Copy the listing below word for word, starting with the line that contains "[point] every instance of the foliage" and going on through the end of the listing. Leave the pictures out of your copy.

┌──

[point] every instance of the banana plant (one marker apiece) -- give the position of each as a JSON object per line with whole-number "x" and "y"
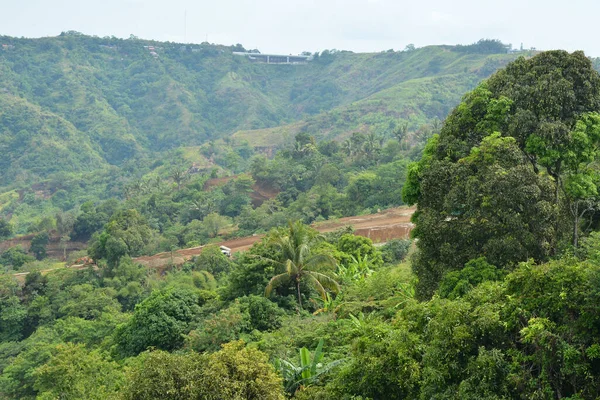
{"x": 307, "y": 372}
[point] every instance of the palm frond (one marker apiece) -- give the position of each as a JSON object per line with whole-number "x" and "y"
{"x": 276, "y": 281}
{"x": 320, "y": 259}
{"x": 316, "y": 284}
{"x": 325, "y": 281}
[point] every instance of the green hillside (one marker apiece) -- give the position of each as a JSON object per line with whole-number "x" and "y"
{"x": 79, "y": 103}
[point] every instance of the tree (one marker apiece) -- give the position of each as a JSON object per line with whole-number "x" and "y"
{"x": 127, "y": 233}
{"x": 159, "y": 321}
{"x": 307, "y": 371}
{"x": 75, "y": 373}
{"x": 6, "y": 229}
{"x": 296, "y": 255}
{"x": 161, "y": 375}
{"x": 241, "y": 373}
{"x": 479, "y": 187}
{"x": 15, "y": 257}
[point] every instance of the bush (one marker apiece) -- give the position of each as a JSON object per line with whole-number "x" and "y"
{"x": 395, "y": 251}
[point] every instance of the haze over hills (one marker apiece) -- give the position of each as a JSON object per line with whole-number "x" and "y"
{"x": 75, "y": 103}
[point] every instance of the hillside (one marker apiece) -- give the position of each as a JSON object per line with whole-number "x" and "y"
{"x": 80, "y": 103}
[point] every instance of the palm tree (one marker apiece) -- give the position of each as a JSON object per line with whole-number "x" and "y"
{"x": 299, "y": 261}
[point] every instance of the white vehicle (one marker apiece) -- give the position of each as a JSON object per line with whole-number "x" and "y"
{"x": 226, "y": 251}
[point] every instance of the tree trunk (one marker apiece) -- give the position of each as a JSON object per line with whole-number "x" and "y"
{"x": 576, "y": 227}
{"x": 298, "y": 289}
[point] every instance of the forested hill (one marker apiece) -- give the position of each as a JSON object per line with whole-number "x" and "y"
{"x": 76, "y": 103}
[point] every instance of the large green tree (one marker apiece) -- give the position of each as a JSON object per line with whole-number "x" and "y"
{"x": 508, "y": 163}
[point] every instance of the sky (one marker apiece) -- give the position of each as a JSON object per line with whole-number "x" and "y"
{"x": 293, "y": 26}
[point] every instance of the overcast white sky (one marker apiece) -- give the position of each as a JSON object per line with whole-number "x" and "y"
{"x": 292, "y": 26}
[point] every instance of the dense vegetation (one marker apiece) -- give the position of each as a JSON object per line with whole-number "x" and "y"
{"x": 87, "y": 118}
{"x": 498, "y": 298}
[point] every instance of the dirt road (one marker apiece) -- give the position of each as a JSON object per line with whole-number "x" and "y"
{"x": 381, "y": 227}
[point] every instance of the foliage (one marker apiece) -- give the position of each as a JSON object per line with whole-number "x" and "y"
{"x": 159, "y": 321}
{"x": 457, "y": 283}
{"x": 6, "y": 229}
{"x": 295, "y": 249}
{"x": 75, "y": 373}
{"x": 537, "y": 113}
{"x": 308, "y": 370}
{"x": 38, "y": 245}
{"x": 159, "y": 374}
{"x": 394, "y": 251}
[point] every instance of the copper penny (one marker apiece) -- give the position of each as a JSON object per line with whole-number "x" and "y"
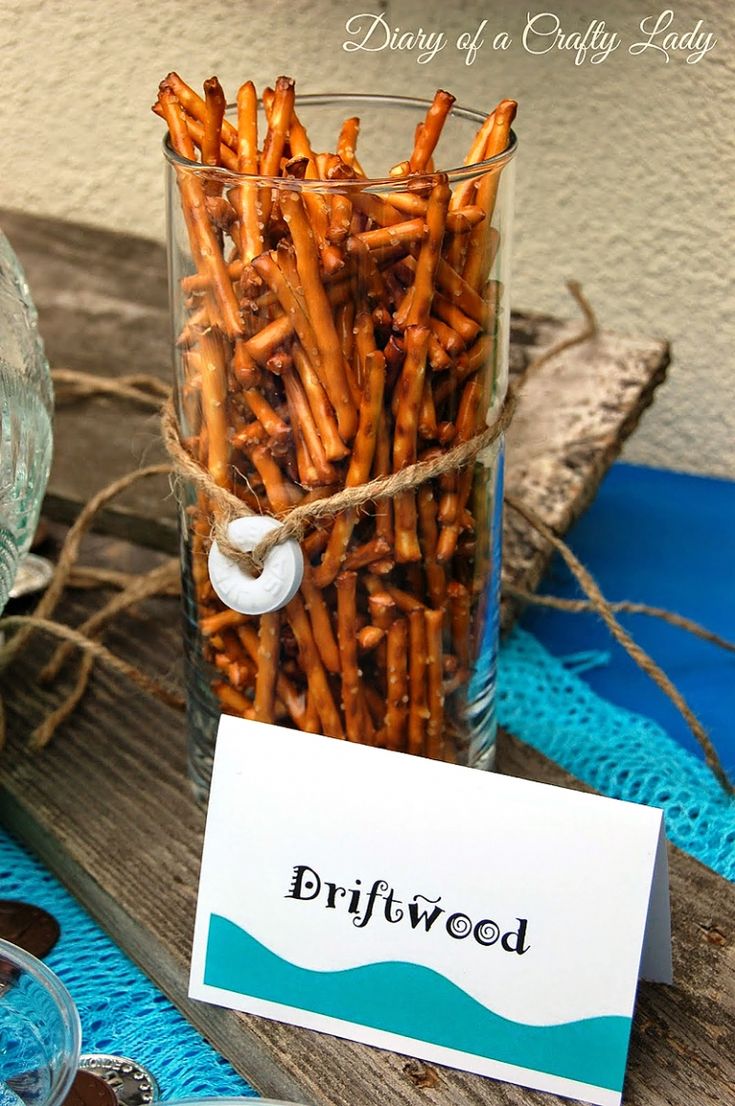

└──

Result for this exercise:
[point] every instance of the foliage (one marker apiece) -- give the position of each as a JSON object per line with whole-number "x" and "y"
{"x": 159, "y": 321}
{"x": 457, "y": 283}
{"x": 6, "y": 229}
{"x": 295, "y": 249}
{"x": 75, "y": 373}
{"x": 537, "y": 113}
{"x": 308, "y": 370}
{"x": 38, "y": 245}
{"x": 159, "y": 374}
{"x": 394, "y": 251}
[point] every instance of the copper penny (one marker apiece) -- give the position of each as a JSON object per line with whole-number "x" and "y"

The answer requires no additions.